Records of labeled points:
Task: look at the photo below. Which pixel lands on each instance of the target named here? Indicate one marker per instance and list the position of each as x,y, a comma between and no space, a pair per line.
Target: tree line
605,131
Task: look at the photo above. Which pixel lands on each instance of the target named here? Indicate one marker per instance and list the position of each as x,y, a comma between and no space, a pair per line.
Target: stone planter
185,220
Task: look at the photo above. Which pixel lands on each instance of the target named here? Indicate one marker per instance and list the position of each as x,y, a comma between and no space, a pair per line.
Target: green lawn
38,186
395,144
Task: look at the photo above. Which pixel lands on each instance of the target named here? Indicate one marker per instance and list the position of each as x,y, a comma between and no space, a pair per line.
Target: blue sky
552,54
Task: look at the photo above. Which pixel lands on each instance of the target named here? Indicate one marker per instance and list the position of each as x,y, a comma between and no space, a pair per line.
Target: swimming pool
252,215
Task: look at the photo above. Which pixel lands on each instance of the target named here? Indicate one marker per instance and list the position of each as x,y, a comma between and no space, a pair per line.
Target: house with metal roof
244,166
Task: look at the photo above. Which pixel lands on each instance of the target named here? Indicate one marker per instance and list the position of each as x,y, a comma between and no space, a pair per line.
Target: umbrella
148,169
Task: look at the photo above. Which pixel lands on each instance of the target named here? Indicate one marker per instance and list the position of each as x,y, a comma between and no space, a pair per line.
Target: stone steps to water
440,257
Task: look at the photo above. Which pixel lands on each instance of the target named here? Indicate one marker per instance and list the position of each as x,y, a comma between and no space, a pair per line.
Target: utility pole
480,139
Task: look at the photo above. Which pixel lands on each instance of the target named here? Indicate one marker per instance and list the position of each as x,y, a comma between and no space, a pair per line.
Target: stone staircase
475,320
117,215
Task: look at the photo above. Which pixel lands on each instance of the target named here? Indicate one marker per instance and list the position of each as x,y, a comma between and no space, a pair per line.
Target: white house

▸ **The task**
Which lines in the rows above contain the word "house"? Find each one and copy it, treating case as significant.

▸ **Final answer**
Target: house with metal roof
Target: white house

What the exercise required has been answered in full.